Data entries
*** Block opens ***

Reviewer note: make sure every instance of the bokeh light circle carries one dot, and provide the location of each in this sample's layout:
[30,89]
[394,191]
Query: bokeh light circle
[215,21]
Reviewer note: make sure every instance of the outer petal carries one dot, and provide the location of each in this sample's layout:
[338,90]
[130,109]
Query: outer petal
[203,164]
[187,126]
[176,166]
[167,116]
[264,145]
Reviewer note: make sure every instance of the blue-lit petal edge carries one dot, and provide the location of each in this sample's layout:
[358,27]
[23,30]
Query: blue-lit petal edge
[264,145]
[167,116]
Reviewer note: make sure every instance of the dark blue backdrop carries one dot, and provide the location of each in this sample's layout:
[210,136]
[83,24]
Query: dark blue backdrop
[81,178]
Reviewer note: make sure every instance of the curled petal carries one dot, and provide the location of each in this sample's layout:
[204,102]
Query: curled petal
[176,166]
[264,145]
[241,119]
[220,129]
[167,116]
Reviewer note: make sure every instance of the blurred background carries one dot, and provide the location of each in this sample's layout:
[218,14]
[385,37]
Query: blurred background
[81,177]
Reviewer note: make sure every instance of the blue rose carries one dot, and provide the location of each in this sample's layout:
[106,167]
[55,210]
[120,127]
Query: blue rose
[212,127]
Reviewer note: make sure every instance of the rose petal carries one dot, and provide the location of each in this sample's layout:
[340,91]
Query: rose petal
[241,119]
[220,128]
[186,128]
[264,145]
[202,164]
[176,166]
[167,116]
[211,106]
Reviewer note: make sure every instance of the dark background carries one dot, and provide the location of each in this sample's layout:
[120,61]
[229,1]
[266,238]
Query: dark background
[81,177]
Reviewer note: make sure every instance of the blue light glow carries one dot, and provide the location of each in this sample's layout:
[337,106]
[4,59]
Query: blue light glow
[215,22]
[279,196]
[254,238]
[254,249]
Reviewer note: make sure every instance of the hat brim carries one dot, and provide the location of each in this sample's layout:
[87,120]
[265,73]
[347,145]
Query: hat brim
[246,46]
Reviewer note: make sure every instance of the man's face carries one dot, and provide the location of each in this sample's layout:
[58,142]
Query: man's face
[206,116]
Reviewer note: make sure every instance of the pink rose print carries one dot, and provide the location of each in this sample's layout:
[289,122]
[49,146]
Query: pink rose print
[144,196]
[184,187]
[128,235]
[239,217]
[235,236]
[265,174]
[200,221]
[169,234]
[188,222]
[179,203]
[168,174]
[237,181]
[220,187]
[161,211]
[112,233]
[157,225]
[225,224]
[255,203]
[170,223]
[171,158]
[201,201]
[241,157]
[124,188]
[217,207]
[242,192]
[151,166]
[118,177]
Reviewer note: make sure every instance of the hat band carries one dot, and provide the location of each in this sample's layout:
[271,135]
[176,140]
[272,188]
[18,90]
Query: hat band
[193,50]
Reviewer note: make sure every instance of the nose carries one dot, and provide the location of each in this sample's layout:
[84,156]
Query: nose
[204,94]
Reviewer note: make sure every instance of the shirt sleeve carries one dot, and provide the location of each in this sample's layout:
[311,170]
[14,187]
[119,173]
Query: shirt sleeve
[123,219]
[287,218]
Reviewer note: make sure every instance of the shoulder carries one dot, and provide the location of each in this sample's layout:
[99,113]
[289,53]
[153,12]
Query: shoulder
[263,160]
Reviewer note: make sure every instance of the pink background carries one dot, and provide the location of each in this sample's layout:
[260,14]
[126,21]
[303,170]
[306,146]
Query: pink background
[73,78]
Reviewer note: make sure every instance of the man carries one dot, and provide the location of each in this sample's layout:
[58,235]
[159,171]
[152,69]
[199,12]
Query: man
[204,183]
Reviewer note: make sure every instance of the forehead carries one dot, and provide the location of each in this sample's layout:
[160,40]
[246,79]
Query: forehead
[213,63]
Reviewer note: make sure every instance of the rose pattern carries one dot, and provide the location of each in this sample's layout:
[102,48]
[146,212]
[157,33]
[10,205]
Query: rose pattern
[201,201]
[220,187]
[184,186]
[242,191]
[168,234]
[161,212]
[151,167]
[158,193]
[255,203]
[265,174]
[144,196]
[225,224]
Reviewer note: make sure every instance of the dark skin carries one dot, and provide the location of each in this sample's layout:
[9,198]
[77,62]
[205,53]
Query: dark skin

*** Block closes ***

**WHAT YOU ARE ASKED TO DO**
Type the data again exactly. Leave nothing out.

**ANSWER BELOW**
Reviewer note: make sure every instance of the bokeh light circle carries one dot, and provide the location of each in this sample's layout:
[30,89]
[394,191]
Query: bokeh light circle
[215,21]
Reviewer note: make sure every instance of the outer petal carries one dot, and provide the location of each in this sample's layout:
[338,90]
[130,109]
Query: outer petal
[203,164]
[187,126]
[176,166]
[167,116]
[264,145]
Reviewer note: make sure every instance of the blue-lit petal edge carries one dot, and provide the location of each in this sample's layout:
[358,27]
[23,30]
Query: blue-lit petal edge
[264,145]
[167,116]
Reviewer note: make sure every instance of the dark blue backdrop carries one dot, and provide the location of each in this sample's layout:
[210,136]
[83,24]
Query: dark blue backdrop
[81,178]
Reviewer note: make sure every instance of the curled petal carries one dot, and provide the location of each in this sample's layout:
[204,102]
Query: curled petal
[176,166]
[264,145]
[241,119]
[220,129]
[167,116]
Reviewer note: make sure every instance of the blurred background carries one dot, and provide the location of each in this sample's layout:
[218,14]
[385,37]
Query: blurred background
[81,177]
Reviewer note: make sure every instance of the blue rose carries one dot, and provide the location of each in this sample's layout:
[106,167]
[55,210]
[120,127]
Query: blue rose
[212,127]
Reviewer note: make sure every instance of the rose petal carries one dot, and provide the location of each in this sample's layout:
[340,91]
Query: rose petal
[241,119]
[220,128]
[186,128]
[264,145]
[202,164]
[176,166]
[167,116]
[211,106]
Reviewer note: make sure every instance of the dark background carries one dot, and provide the location of each in this sample's layout:
[120,61]
[229,1]
[266,238]
Query: dark background
[81,177]
Reviewer note: make sure every instance of the blue light glow carries one dot, and provide the location of each in this sample's layout:
[337,106]
[4,59]
Query: blue light glow
[215,22]
[279,196]
[254,238]
[254,249]
Reviewer note: make sure every instance of the hat brim carries one dot, and provide the location of each in this sample's layout:
[87,120]
[265,73]
[347,145]
Query: hat brim
[246,46]
Reviewer note: make sure every instance of the man's face carries one dot, and provide the location of each in this sample's layout:
[58,142]
Query: man's face
[206,116]
Reviewer note: make sure every instance of the pink rose print carries one dot, and provide the location of each in this sample's layout:
[289,122]
[49,146]
Query: pink rose print
[144,196]
[184,187]
[128,235]
[239,217]
[235,236]
[265,174]
[200,221]
[169,234]
[188,222]
[179,203]
[168,174]
[237,181]
[220,187]
[161,211]
[112,233]
[157,225]
[225,224]
[255,203]
[170,223]
[171,158]
[201,201]
[241,157]
[124,188]
[217,207]
[242,192]
[151,166]
[118,177]
Reviewer note: make sure every instance of the hat band carries one dot, and provide the location of each in this sample's layout:
[271,135]
[176,140]
[272,188]
[18,90]
Query: hat band
[193,50]
Reviewer note: make sure every instance of the nose carries one dot, and provide the location of each in this sample's layout:
[84,156]
Query: nose
[204,94]
Reviewer note: make sure every instance of the shirt sleeve carries one dot, and provide the location of each in this sample's layout:
[311,170]
[14,187]
[119,173]
Query: shirt sleeve
[123,219]
[287,218]
Reviewer note: make sure every instance of the shoulder carries one dot, and provide the location of each in this sample's layout:
[99,113]
[289,53]
[153,12]
Query: shoulder
[263,160]
Reviewer note: make sure every instance of the pink background carries one dot, and provide the location of each in this sample's layout:
[260,14]
[126,21]
[303,170]
[306,146]
Query: pink background
[73,78]
Reviewer note: make sure every instance of the man carries one dot, and provide the location of each in this sample's layout:
[58,235]
[159,171]
[152,69]
[199,12]
Query: man
[204,183]
Reviewer note: make sure every instance of the forehead carries one dot, and provide the location of each in this sample's layout:
[160,40]
[246,79]
Query: forehead
[213,63]
Reviewer note: make sure every instance of the rose pattern carries one dot, and provide the location of each in this sample's layout:
[102,48]
[146,212]
[157,33]
[10,205]
Query: rose pattern
[201,201]
[220,187]
[184,186]
[242,191]
[168,234]
[161,212]
[151,167]
[158,193]
[255,203]
[265,174]
[144,196]
[225,224]
Reviewer note: make sure every instance of the dark skin carries one dot, and provide the location of each in this sample's layout:
[9,198]
[77,62]
[205,53]
Query: dark skin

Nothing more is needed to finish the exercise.